RECORDS PROVIDED ▸

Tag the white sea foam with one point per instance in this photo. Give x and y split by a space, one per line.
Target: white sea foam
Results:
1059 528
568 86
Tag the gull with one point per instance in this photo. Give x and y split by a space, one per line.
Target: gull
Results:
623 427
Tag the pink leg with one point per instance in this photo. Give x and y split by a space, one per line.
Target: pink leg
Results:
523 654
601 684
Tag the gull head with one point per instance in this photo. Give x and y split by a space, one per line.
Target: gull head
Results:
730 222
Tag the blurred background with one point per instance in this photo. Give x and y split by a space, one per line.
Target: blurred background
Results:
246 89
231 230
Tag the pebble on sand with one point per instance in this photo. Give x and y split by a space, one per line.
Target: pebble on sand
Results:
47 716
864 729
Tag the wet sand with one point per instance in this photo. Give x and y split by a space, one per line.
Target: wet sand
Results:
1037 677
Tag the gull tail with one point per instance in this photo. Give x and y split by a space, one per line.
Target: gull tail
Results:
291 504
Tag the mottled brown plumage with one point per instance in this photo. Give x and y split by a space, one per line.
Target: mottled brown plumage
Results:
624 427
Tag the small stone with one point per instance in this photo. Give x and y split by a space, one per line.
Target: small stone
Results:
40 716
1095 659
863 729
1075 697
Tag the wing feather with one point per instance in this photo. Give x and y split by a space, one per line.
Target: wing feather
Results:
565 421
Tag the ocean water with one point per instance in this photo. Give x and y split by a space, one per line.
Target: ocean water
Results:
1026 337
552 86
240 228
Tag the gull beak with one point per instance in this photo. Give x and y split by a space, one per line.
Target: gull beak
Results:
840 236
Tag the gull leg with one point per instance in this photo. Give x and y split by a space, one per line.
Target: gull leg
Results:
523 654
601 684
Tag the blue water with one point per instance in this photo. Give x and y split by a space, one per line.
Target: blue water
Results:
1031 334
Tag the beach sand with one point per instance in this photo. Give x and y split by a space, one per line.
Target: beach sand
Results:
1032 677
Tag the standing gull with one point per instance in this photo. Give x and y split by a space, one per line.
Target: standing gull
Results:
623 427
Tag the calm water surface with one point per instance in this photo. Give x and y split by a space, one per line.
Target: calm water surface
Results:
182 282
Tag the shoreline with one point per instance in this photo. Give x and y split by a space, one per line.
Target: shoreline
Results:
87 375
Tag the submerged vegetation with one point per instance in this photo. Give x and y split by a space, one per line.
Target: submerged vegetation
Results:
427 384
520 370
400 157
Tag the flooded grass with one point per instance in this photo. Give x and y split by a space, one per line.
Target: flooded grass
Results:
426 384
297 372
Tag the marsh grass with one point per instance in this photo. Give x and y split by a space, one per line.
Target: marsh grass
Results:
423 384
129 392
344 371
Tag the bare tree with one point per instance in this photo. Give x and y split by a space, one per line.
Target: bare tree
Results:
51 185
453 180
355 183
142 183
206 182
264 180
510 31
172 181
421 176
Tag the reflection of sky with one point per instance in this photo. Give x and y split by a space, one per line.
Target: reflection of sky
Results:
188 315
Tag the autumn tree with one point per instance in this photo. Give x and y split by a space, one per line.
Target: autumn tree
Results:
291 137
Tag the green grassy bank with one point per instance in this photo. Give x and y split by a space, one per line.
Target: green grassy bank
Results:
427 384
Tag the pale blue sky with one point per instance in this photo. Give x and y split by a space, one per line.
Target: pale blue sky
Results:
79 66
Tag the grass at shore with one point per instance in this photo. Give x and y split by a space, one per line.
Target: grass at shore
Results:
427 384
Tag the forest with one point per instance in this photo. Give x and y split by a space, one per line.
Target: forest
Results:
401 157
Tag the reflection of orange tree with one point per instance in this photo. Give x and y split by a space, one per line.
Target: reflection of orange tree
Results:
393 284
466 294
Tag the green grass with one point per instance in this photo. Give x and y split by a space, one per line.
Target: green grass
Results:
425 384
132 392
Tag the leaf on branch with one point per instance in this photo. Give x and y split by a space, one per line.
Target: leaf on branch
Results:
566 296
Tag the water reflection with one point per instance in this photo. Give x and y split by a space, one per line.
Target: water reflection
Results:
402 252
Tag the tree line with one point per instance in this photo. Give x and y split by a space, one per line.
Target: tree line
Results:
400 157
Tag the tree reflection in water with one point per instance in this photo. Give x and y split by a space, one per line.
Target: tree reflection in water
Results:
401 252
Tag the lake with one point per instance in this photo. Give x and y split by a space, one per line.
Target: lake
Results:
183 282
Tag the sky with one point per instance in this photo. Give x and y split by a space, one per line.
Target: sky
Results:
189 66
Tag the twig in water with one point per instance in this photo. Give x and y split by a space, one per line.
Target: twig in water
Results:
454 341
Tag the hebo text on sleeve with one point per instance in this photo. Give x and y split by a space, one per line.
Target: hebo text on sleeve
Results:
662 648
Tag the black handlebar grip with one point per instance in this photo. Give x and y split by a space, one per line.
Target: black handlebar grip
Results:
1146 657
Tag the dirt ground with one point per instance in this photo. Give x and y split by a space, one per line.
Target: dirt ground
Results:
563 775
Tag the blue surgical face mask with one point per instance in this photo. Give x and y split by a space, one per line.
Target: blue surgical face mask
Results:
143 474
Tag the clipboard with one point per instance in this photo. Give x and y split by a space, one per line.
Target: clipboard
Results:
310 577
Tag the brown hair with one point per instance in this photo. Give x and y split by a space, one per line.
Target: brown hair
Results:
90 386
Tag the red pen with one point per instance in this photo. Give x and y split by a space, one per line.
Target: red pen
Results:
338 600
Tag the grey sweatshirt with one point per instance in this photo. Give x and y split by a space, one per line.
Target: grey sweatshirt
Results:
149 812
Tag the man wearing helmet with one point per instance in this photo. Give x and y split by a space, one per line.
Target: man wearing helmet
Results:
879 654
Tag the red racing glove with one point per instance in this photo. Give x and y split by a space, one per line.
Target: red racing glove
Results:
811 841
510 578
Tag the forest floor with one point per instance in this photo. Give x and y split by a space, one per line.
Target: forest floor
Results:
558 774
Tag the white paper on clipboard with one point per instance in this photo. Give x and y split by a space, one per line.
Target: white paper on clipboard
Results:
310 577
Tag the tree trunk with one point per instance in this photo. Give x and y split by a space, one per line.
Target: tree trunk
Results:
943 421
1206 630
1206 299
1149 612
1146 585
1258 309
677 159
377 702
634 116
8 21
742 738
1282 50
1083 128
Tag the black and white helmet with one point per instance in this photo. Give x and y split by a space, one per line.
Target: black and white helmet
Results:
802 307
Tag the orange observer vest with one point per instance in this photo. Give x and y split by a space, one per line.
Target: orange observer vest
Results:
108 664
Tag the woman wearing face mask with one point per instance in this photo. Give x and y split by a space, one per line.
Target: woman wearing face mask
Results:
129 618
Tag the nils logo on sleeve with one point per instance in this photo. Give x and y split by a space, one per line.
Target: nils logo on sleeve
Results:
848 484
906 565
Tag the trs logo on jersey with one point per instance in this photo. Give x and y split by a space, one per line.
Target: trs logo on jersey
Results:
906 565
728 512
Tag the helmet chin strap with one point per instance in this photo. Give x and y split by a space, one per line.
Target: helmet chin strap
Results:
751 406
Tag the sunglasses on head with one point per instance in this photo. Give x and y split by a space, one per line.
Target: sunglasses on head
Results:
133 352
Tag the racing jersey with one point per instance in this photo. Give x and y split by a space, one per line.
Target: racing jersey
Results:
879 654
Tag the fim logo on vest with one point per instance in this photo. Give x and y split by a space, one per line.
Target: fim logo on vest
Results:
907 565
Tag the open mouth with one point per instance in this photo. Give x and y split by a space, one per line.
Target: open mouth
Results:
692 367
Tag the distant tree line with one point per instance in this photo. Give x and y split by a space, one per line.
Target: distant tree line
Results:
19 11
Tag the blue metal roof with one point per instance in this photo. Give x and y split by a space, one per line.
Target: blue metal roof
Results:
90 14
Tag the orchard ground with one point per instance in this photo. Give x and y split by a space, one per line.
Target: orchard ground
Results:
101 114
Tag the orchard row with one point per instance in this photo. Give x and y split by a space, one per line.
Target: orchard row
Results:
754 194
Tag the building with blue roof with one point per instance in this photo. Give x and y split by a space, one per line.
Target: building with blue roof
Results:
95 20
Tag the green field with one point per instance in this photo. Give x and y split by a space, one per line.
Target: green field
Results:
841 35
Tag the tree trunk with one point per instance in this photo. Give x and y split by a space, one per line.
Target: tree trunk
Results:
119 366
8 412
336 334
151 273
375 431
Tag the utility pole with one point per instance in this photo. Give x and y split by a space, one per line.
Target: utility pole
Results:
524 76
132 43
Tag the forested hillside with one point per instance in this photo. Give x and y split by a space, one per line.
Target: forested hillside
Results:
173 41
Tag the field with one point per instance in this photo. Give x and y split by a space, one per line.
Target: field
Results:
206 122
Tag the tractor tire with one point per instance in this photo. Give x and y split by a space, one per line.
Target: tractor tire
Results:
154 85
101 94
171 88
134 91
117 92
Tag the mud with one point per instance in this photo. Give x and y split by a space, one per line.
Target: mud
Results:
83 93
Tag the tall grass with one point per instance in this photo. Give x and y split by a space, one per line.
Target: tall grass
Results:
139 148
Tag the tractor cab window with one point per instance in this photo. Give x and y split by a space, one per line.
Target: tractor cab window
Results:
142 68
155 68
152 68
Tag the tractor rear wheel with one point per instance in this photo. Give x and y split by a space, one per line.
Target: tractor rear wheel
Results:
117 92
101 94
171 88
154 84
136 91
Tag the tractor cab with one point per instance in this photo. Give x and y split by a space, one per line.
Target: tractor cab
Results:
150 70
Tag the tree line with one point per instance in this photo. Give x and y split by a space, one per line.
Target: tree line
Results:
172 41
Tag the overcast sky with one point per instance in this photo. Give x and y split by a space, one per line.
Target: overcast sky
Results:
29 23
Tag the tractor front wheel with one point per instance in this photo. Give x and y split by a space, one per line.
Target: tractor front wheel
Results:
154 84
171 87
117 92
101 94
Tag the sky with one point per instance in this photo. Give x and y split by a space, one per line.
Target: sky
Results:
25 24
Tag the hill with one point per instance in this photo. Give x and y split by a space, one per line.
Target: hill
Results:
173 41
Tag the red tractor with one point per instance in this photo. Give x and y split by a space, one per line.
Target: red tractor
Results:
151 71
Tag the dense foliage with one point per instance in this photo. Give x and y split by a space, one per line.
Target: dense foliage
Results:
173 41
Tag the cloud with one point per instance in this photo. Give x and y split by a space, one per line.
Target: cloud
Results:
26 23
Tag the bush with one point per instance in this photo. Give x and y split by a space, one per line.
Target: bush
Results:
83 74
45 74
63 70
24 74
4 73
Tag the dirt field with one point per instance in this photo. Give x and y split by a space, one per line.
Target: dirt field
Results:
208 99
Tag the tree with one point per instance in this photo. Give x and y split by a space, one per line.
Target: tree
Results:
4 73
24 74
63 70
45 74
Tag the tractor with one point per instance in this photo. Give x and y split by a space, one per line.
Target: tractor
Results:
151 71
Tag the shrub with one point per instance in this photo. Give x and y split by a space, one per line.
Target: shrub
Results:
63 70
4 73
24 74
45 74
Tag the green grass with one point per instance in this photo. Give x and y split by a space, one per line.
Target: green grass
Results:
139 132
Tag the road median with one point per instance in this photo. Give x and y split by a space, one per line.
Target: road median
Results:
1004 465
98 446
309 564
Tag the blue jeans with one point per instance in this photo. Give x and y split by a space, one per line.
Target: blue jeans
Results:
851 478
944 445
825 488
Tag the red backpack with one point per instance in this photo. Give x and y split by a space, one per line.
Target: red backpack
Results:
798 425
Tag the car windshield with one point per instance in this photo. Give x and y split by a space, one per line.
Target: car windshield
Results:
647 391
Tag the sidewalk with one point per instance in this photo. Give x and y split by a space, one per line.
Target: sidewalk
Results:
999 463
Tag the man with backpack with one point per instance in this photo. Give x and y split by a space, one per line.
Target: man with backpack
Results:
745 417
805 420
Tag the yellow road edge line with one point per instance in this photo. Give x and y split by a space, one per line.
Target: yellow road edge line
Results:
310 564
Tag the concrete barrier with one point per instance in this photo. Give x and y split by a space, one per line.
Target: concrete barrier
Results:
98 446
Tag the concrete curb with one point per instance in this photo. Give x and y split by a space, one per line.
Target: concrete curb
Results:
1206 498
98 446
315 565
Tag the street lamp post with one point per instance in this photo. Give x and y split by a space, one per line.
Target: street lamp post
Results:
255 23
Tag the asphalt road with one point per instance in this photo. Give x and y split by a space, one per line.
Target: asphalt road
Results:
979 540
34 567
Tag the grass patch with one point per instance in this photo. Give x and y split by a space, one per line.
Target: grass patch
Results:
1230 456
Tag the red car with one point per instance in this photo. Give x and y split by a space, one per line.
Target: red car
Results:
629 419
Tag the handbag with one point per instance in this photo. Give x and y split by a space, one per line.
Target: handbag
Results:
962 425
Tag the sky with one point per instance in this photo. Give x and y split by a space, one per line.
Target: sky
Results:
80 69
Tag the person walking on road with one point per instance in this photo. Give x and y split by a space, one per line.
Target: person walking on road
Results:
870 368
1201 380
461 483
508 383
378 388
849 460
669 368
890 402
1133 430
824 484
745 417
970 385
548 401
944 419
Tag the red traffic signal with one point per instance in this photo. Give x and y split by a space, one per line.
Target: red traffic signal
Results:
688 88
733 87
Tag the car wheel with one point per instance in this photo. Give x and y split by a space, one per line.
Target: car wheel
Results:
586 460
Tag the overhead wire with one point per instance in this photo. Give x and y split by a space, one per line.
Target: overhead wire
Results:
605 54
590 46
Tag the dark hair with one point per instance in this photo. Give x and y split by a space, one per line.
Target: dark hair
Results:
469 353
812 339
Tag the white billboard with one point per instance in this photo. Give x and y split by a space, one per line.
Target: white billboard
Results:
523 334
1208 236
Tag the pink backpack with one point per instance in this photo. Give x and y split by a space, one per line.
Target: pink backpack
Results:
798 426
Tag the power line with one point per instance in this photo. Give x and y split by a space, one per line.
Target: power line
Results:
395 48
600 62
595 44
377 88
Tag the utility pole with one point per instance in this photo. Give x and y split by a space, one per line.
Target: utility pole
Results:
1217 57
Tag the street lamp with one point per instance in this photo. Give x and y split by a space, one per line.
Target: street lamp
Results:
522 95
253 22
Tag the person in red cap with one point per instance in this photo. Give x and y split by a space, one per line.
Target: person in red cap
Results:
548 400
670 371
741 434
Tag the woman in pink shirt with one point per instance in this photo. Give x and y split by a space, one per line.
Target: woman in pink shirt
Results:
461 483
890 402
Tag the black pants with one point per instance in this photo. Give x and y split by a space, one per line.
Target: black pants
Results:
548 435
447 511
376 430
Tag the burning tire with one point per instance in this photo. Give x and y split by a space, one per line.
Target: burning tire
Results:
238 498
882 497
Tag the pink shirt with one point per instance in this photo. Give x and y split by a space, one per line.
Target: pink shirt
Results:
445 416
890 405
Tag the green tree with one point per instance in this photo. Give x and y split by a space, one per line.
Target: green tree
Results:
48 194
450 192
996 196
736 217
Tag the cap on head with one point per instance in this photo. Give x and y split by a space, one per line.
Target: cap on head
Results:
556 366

WHAT YOU WILL DO ▸ Reproduce nothing but the lines from the line containing "Tag the power" to the last line of the data, each exactly as written.

TASK ANSWER ▸
Tag the power line with one point per instance in this photo. Give x and y split by a space, one per line.
Target: power line
Results:
395 48
600 62
595 44
377 88
Tag the utility pole with one point per instance in this photo. Give x and y split by a space, one per line.
Target: utility pole
Results:
1217 57
Tag the street lamp with one point per instance in this photo. Give x and y split by a space, one per line.
Target: street lamp
Results:
522 95
253 22
Tag the person in red cap with one point per instance in this photo. Give x and y split by a space, one per line.
Target: person in red cap
Results:
548 400
670 371
741 434
Tag the woman in pink shirt with one point per instance in this photo. Give x and y split by a space, one per line.
Target: woman in pink shirt
Results:
461 483
890 402
Tag the black pants with one point per instance in this photo. Give x and y split by a space, one per line.
Target: black pants
Results:
548 435
447 511
376 430
Tag the burning tire with one point per instance in this photo. Give x and y split by a space, one per line.
Target: burning tire
Results:
238 498
882 497
Tag the pink shirt with one point per instance in this photo. Give x and y split by a space, one per line.
Target: pink shirt
Results:
445 416
890 405
Tag the green tree with one point per instance in this photo. Give x and y split by a space, one per line.
Target: green tree
Results:
48 194
450 192
996 196
736 217
Tag the cap on head with one point per instance in this photo. Give x and y split by a space, one per line.
Target: cap on head
Results:
556 366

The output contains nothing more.